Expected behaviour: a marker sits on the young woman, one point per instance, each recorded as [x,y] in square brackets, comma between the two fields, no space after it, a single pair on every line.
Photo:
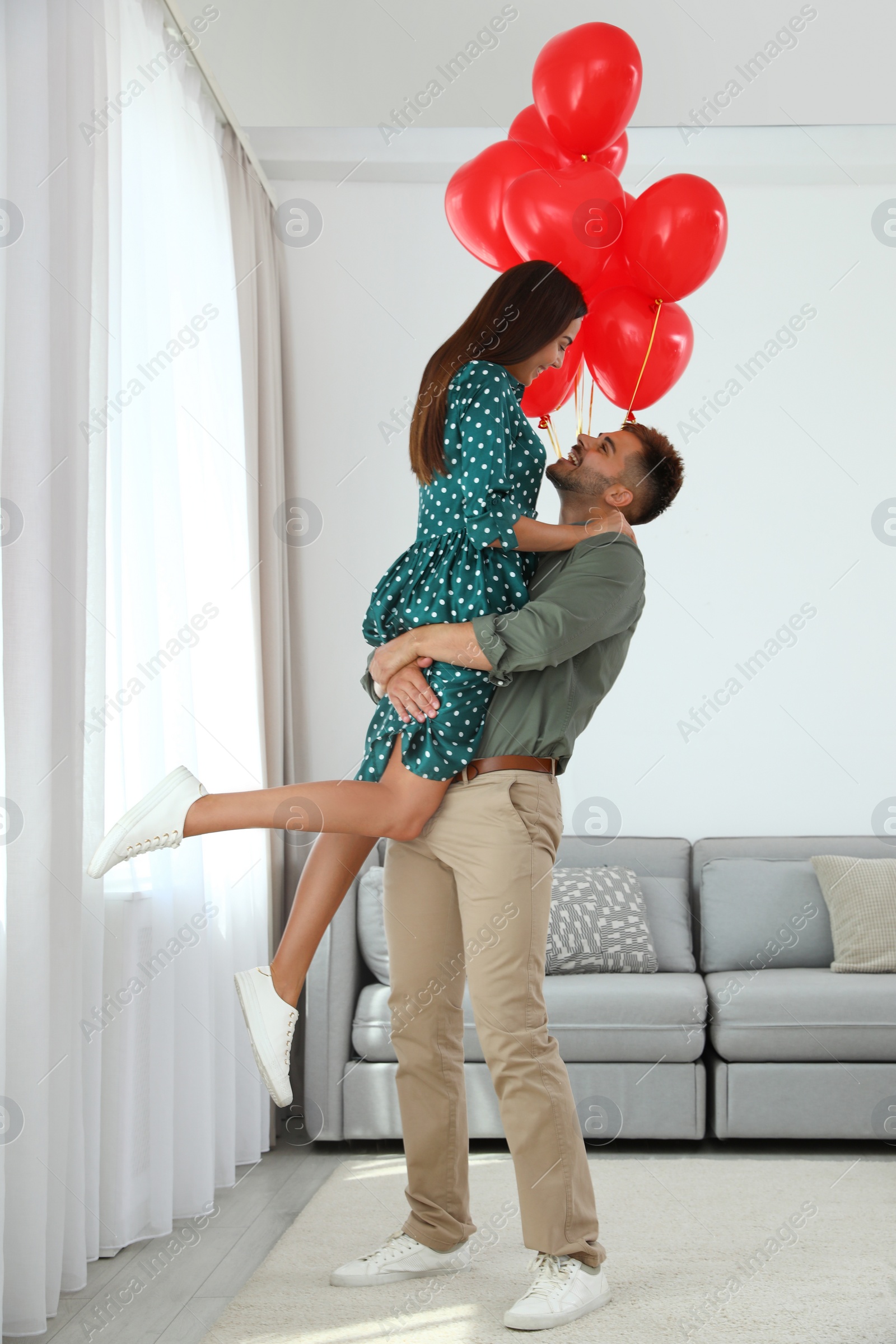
[480,467]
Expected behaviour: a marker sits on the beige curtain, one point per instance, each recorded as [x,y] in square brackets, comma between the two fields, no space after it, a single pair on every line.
[258,290]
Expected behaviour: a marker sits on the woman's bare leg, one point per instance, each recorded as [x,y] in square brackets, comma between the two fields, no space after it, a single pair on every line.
[329,871]
[398,807]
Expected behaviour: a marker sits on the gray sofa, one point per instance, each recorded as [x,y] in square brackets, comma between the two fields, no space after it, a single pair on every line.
[796,1050]
[790,1049]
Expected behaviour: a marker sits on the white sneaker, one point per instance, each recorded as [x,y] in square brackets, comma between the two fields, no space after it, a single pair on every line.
[155,823]
[563,1289]
[401,1257]
[270,1022]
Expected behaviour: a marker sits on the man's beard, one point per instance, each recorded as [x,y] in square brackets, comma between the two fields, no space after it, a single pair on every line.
[581,480]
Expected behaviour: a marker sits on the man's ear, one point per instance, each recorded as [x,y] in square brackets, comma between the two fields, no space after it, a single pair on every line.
[618,496]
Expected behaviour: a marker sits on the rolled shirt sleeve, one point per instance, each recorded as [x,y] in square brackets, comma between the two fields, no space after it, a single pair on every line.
[574,615]
[486,440]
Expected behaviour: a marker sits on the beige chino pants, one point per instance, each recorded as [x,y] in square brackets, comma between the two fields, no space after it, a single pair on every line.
[470,899]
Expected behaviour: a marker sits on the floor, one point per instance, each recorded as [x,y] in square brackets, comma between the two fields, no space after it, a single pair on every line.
[187,1296]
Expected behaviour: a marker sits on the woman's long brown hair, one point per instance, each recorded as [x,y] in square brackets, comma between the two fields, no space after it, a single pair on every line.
[524,310]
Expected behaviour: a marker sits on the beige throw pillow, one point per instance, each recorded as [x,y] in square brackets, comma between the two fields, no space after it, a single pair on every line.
[861,902]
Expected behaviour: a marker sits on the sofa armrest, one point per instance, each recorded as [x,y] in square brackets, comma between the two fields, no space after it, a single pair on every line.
[334,983]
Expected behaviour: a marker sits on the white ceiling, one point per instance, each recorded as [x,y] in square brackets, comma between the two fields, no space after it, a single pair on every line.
[351,62]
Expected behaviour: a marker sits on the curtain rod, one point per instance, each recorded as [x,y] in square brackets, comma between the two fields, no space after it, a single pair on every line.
[218,97]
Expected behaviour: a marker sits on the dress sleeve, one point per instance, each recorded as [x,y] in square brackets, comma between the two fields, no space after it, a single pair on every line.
[486,454]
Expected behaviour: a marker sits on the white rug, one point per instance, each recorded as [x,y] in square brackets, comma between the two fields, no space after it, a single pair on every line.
[708,1249]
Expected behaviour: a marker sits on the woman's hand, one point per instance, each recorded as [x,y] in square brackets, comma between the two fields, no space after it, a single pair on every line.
[617,522]
[409,693]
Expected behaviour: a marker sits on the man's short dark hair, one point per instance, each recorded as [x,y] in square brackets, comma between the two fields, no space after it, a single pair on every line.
[655,476]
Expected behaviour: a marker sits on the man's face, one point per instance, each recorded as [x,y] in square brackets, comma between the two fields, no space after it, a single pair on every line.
[594,464]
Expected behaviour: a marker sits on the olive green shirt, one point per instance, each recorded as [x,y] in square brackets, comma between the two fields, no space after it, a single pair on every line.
[557,657]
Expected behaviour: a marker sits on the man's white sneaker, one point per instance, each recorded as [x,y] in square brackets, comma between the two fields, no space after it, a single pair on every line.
[563,1289]
[401,1257]
[155,823]
[270,1022]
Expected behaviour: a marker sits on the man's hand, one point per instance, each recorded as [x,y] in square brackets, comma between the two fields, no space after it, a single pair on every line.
[444,643]
[393,656]
[410,694]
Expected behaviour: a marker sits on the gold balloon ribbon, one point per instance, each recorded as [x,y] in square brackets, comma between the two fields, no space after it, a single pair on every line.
[555,442]
[580,397]
[629,416]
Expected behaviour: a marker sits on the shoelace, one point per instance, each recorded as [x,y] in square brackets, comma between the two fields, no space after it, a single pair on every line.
[394,1247]
[170,841]
[553,1273]
[291,1029]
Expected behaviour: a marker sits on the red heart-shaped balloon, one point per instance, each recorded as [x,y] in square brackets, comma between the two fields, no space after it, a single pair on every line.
[474,197]
[617,339]
[614,274]
[586,84]
[675,236]
[614,156]
[528,129]
[570,217]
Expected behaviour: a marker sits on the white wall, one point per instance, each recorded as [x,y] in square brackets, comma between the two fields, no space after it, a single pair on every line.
[776,514]
[319,64]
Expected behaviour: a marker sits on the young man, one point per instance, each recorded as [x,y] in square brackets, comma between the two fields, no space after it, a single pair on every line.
[486,861]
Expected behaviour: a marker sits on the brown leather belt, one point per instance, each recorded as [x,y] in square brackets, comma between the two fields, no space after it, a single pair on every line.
[543,765]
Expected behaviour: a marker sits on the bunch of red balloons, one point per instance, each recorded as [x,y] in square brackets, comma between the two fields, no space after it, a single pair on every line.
[551,192]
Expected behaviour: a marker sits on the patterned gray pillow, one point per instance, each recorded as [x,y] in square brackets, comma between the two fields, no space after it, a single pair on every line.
[598,922]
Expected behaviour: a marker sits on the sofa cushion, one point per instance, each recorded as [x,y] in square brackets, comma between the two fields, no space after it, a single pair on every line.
[669,920]
[860,895]
[802,1014]
[598,924]
[594,1018]
[757,913]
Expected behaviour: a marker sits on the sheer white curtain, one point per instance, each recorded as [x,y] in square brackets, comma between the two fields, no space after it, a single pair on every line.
[53,223]
[128,647]
[182,1101]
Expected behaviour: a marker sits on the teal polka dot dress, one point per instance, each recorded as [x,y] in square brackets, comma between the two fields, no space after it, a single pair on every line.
[493,463]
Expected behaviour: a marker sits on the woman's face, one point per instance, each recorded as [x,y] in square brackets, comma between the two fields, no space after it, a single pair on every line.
[550,355]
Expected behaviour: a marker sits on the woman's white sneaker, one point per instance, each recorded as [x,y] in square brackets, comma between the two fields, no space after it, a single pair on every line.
[562,1291]
[155,823]
[399,1258]
[270,1022]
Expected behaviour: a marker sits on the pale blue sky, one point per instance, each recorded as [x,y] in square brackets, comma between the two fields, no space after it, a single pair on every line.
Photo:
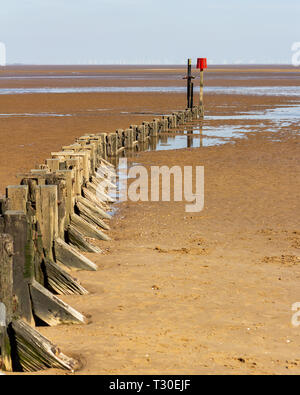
[148,31]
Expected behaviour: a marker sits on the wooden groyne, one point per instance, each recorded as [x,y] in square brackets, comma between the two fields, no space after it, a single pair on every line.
[46,223]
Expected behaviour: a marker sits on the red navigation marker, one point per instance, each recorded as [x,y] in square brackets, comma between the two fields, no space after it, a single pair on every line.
[202,63]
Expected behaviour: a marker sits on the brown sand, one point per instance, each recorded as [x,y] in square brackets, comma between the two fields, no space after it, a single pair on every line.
[176,292]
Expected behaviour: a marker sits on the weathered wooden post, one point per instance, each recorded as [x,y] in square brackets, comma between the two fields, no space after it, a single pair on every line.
[6,298]
[153,128]
[189,79]
[22,347]
[201,65]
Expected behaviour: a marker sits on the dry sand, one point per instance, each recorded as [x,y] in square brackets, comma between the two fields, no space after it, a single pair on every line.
[182,293]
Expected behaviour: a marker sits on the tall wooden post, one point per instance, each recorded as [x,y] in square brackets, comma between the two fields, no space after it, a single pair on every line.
[201,86]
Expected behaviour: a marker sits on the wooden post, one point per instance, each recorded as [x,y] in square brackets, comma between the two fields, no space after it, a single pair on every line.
[17,197]
[15,224]
[201,86]
[47,216]
[6,298]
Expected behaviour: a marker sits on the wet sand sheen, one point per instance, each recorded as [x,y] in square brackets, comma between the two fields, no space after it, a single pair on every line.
[209,292]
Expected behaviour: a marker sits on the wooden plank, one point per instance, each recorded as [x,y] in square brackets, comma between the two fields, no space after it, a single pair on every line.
[60,282]
[90,217]
[93,207]
[52,310]
[87,229]
[6,298]
[23,262]
[47,216]
[77,240]
[35,352]
[68,256]
[18,197]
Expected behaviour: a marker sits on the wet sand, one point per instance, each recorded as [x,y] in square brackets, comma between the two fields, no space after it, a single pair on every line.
[179,293]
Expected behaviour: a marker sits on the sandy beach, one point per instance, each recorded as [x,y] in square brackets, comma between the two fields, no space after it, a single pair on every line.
[179,293]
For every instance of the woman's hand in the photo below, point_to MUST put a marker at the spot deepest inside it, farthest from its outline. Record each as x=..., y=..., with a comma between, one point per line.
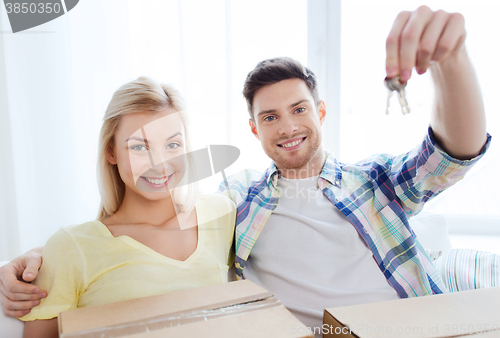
x=18, y=296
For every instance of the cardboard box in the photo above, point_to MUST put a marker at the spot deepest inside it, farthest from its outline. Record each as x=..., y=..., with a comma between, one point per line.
x=236, y=309
x=468, y=313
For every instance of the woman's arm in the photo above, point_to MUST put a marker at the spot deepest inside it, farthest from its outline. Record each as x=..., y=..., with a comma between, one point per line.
x=42, y=328
x=17, y=296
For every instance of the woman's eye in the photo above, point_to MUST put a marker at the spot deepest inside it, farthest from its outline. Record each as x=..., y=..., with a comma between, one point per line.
x=139, y=147
x=173, y=145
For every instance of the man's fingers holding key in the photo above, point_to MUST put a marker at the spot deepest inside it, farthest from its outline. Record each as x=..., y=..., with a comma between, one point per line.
x=419, y=37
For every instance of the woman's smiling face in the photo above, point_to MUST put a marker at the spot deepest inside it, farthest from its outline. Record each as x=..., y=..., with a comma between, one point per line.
x=147, y=149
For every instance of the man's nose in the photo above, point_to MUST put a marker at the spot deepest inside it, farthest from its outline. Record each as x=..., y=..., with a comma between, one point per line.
x=288, y=126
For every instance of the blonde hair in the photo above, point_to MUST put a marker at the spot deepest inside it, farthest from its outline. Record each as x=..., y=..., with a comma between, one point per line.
x=140, y=95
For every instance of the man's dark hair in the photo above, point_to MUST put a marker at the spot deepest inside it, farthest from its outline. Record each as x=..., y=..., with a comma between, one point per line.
x=275, y=70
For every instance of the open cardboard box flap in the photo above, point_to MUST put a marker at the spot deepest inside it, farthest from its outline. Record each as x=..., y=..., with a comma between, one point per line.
x=456, y=314
x=209, y=312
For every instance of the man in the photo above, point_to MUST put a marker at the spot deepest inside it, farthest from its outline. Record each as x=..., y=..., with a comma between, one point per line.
x=319, y=233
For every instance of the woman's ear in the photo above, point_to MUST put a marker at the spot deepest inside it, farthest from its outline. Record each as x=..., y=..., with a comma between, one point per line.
x=110, y=155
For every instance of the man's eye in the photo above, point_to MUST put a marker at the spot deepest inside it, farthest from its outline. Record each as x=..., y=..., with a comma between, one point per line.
x=173, y=145
x=139, y=147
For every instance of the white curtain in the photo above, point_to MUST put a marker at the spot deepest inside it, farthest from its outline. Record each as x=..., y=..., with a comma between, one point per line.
x=57, y=78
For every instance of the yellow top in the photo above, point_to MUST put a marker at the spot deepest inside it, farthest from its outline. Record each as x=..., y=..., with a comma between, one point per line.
x=84, y=265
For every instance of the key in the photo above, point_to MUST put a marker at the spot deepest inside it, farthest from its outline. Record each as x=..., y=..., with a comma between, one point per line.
x=393, y=84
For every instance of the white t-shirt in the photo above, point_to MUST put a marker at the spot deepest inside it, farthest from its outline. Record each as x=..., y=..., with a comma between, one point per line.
x=311, y=257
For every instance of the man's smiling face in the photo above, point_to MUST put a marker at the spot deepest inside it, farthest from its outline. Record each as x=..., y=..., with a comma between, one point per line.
x=288, y=124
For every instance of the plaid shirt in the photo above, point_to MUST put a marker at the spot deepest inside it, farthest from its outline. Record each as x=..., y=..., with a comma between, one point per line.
x=377, y=195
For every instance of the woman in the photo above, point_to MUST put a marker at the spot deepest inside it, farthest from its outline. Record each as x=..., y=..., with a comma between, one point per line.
x=153, y=233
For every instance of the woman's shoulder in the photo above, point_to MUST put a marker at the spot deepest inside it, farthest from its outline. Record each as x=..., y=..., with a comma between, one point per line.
x=215, y=207
x=91, y=228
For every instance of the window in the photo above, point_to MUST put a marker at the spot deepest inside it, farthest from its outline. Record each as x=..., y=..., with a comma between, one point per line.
x=472, y=205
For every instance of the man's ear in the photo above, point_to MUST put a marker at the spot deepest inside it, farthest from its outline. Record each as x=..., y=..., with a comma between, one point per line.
x=253, y=128
x=110, y=155
x=322, y=111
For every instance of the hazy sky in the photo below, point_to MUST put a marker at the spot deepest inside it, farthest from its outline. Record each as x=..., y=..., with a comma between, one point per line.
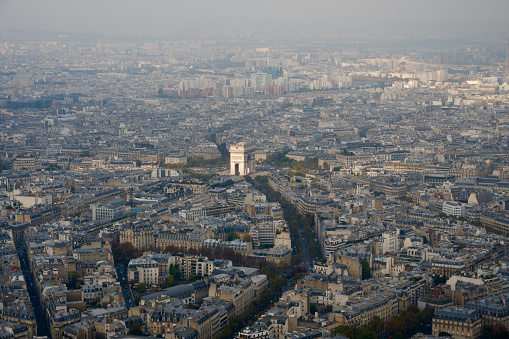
x=259, y=16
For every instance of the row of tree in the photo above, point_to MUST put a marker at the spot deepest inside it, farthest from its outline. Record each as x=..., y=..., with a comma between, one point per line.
x=405, y=325
x=237, y=258
x=292, y=217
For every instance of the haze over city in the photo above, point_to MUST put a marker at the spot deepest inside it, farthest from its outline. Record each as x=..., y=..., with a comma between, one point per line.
x=378, y=18
x=254, y=170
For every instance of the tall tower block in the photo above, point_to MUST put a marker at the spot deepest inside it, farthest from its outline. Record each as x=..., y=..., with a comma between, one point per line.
x=242, y=158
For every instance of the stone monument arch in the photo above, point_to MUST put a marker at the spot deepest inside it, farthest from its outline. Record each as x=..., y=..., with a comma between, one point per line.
x=242, y=158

■ ■ ■

== Task brief ==
Look for "For every instance of the row" in the records. Write out its line and every later line through the end exactly, with nothing more.

== Answer box ==
For every instance of the row of tree in the photo above, point_to MUST put a marker at the spot deepest inside it, farthest from its outline. Record each as x=..., y=..., with a comma between, one point per line.
x=405, y=325
x=237, y=258
x=292, y=217
For every instance of the haze over city in the photo above, point_to MUST put a marker at the spot deepest inside it, farthest from its outline. Record each as x=..., y=..., with a comma between, one point per line.
x=378, y=18
x=254, y=170
For every instance of the tall tower block in the photo above, point_to MUST put a marker at the spot deepest inside it, farthest from its outline. Record each as x=..., y=..., with a comma between, one point per line.
x=242, y=158
For every instance of the stone monument arch in the photo above, point_to MUST put a marker at the spot deepest inside it, farthest from its outline. Record each as x=..., y=..., with a comma between, one point per line.
x=242, y=158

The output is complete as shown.